Do I need to be good at math

You need enough math to understand the problems you want to solve. If you are building websites, you do not need to re-derive calculus proofs in your kitchen. If you are doing graphics, ML, or crypto, you will need more. Either way, you can learn it as you go. Math fear is mostly leftover school trauma. You are older now. You can learn at your pace with resources that do not make you feel dumb.

What if I hate failing

Me too. Everyone does. Here is the cheat code: reframe failing as sampling. Every error teaches you something you would not have learned by guessing correctly. Sampling more errors is how you map the terrain faster. The point is not to crave failure. The point is to stop making it mean you are doomed.

How do I track progress so I do not feel stuck

  • Keep a tiny win log with 3 bullets per day. What problem did you solve. What concept got clearer. What question did you ask.
  • Save diff snapshots of your code from month 1, month 3, month 6. Read them later and laugh at your old self with kindness.
  • Set skill checkpoints like I can build CRUD without Googling every line, or I can explain big O of my solution.
  • Ship something visible every month - a script, a page, a tiny app, an automation for your life.

My honest origin story - messy, slow, and worth it

Let me circle back to the early days. I started college thinking I should already be good. That belief wrecked my focus. When I finally accepted that slow is still progress, everything improved. I started to treat assignments like a gym - not a report card machine. I experimented even after I had a working answer. Sometimes the experiment made the code worse. Good. I learned why the original was better. Sometimes the experiment unlocked a cleaner path I would have missed. Also good.

I took free courses when I needed a new angle. I built side projects that were embarrassingly small so I could finish them and get reps. I asked annoying questions to people who were kind enough to answer. I learned to take a breath when feedback felt like an attack. The slow grind worked. My skills improved. Concepts clicked that I once called impossible. I could finally follow the reasoning behind algorithms that used to look like spells. I got less fragile and more curious. And when interviews rejected me, I learned to extract the lesson and keep moving.

The 5 minute debugging habit that changed everything

Here is a tiny tactic that saved me countless hours. Any time you hit a bug, spend exactly 5 minutes writing a quick plan before thrashing:

  • What did I expect to happen. Be specific.

◆ ◆ ◆ ◆ ◆ ◆ ◆

[Problem A] In the passage on learning to program, how long does the writer say to spend writing a plan when you hit a bug?
[Problem B] Continue the passage on learning to program from the point where it stops.

[Records shown]
◆ ◆ ◆ ◆ ◆ ◆ ◆

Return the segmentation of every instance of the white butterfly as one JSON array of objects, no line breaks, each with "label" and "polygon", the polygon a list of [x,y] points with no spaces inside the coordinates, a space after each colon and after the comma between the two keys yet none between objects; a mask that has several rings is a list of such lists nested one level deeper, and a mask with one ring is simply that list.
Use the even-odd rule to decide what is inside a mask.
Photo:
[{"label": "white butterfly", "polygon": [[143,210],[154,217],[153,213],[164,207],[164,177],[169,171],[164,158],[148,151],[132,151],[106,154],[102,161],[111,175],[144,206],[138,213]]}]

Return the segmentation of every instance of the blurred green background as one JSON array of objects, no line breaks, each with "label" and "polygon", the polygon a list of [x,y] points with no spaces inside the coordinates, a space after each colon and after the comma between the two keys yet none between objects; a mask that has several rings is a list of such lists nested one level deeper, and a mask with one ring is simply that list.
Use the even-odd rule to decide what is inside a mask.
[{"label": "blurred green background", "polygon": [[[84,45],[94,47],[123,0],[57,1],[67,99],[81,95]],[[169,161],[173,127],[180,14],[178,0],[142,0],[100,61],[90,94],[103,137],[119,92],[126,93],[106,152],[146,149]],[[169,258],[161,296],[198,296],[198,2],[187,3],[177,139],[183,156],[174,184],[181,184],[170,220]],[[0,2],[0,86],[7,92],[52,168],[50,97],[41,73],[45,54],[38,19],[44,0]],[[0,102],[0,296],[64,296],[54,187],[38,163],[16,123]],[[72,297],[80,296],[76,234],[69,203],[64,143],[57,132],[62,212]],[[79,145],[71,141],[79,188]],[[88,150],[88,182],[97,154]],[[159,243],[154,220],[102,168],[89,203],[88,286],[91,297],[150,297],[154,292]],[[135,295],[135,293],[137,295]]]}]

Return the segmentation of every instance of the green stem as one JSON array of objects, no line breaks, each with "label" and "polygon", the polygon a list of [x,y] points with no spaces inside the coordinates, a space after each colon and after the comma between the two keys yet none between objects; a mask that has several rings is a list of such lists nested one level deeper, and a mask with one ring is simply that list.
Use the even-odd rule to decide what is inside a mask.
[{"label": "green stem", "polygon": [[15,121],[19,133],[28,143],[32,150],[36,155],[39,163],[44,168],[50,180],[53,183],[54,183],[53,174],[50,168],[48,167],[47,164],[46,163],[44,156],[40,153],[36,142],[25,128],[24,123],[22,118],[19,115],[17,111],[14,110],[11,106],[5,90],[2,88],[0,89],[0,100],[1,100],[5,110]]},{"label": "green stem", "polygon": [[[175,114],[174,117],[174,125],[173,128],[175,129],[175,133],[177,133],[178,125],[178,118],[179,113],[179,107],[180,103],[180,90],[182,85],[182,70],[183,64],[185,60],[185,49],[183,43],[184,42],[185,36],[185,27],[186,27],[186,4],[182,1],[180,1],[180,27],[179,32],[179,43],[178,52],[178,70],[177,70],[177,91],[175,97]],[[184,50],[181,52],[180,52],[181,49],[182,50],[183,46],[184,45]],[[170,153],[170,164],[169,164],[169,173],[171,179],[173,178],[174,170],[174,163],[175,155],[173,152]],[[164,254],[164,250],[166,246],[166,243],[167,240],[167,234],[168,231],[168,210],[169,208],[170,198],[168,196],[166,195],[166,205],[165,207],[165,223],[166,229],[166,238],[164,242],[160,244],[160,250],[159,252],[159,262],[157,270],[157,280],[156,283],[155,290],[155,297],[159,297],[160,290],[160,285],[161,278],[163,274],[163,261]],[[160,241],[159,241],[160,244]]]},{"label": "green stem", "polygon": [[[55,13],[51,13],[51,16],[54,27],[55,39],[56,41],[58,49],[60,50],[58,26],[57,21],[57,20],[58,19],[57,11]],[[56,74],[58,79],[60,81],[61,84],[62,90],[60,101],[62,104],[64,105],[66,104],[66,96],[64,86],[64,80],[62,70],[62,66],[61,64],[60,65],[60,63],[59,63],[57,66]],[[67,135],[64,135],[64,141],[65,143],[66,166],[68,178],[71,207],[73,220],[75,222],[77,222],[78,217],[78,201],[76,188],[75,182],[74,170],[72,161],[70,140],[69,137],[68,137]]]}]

◆ ◆ ◆ ◆ ◆ ◆ ◆

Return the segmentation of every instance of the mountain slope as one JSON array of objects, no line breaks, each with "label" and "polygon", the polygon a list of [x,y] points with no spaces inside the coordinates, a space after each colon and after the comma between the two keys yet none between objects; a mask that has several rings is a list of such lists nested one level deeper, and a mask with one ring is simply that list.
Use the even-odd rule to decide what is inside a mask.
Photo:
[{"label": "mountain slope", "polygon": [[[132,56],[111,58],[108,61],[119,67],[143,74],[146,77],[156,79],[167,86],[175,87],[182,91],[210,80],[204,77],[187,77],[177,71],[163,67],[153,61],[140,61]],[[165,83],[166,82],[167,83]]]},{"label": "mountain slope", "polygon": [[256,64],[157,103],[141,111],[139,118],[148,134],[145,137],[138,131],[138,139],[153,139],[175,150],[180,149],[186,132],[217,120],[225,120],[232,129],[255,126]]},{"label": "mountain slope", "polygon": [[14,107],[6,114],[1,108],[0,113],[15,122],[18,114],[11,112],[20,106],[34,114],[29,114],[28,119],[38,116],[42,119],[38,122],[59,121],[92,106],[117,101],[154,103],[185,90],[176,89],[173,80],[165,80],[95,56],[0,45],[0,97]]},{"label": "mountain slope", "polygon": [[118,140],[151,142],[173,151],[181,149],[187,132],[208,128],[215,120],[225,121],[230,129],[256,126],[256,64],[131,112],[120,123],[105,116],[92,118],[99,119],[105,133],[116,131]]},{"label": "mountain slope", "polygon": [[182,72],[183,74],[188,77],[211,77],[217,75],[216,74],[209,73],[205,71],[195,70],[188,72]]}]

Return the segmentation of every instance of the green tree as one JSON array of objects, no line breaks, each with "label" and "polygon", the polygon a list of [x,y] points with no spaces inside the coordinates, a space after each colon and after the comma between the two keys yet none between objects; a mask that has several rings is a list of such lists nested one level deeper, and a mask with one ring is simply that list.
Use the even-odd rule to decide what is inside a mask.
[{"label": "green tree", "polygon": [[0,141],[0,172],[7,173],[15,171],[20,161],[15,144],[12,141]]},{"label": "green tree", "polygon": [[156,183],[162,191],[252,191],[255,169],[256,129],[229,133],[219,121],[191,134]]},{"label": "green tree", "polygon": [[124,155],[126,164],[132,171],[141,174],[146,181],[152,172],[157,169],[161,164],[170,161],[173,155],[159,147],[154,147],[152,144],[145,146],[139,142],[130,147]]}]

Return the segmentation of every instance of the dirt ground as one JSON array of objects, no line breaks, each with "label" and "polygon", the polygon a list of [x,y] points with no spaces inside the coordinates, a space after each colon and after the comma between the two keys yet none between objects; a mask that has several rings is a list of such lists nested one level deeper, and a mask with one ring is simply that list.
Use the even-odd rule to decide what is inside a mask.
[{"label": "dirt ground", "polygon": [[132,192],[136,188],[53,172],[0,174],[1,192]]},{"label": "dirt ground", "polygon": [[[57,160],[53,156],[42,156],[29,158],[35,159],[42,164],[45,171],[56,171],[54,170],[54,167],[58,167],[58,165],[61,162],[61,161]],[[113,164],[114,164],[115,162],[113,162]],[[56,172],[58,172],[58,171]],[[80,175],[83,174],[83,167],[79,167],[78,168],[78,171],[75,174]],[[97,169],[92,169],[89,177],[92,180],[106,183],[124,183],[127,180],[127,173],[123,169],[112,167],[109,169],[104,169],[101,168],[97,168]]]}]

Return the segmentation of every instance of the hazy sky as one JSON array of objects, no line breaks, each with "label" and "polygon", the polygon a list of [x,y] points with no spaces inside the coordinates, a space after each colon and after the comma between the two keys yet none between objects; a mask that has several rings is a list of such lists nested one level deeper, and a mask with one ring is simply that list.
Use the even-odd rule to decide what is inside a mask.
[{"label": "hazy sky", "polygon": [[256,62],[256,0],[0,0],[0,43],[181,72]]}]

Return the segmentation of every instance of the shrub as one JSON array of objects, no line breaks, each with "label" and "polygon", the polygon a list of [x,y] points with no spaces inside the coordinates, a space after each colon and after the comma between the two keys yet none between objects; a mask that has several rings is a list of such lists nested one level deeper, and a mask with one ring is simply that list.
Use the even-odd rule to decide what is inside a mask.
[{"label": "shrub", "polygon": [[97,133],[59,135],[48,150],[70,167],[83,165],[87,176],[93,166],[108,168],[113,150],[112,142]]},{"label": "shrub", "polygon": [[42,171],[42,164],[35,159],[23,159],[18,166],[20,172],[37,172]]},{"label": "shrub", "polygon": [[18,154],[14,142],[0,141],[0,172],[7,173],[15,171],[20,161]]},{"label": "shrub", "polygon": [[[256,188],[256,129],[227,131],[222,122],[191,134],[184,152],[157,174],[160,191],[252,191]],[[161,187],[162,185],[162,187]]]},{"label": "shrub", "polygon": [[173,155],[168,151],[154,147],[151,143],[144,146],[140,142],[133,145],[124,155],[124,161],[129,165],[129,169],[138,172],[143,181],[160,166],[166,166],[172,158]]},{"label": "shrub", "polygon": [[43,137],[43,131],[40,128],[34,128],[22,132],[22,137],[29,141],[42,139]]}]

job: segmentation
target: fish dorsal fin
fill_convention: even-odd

◆ ◆ ◆ ◆ ◆ ◆ ◆

[Exercise response A] Exactly 5 minutes.

[Exercise response B]
  • What happened instead. Copy the exact message or symptom.
  • What changed recently. Code, config, data, environment.
  • What is the smallest repro I can make. Aim for 10 lines if possible.
  • What is one assumption I can test right now. Then test it.

That habit turns chaos into structure. It is the difference between blindly poking your app and performing a little science experiment. Also, if you ask for help with those notes, the internet will actually want to help you because you did the work.

Your next steps - small, clear, and today

  • Pick one hard thing you have been avoiding. Commit 30 minutes to it today. Break it into 3 mini steps and do step 1.
  • Ask for feedback on one piece of code. Thank the person. Apply one suggestion. Ship the change.
  • Set up a 3 day practice streak. Same time each day. Phone in another room.
  • Write a tiny win log for a week. See how your mood changes when you notice progress.
  • Grab an interactive lesson that fits your gap.

The core reminder I wish someone tattooed on my brain

If there is one thing you remember from this article, it is this: success in programming is not about intelligence. It is about perseverance. Your tolerance for being bad at something while you get better is the biggest predictor of whether you stick around long enough to be good. The mind shift is simple to describe and not easy to do. But once you change it, it upgrades almost everything you try. You will become a better learner. A tougher problem solver. And honestly, a more chill human.

You do not need to be a genius to code. Embrace challenges. Seek feedback. Stay persistent. Practice deliberately. That is the whole playbook. I will see you in the next one.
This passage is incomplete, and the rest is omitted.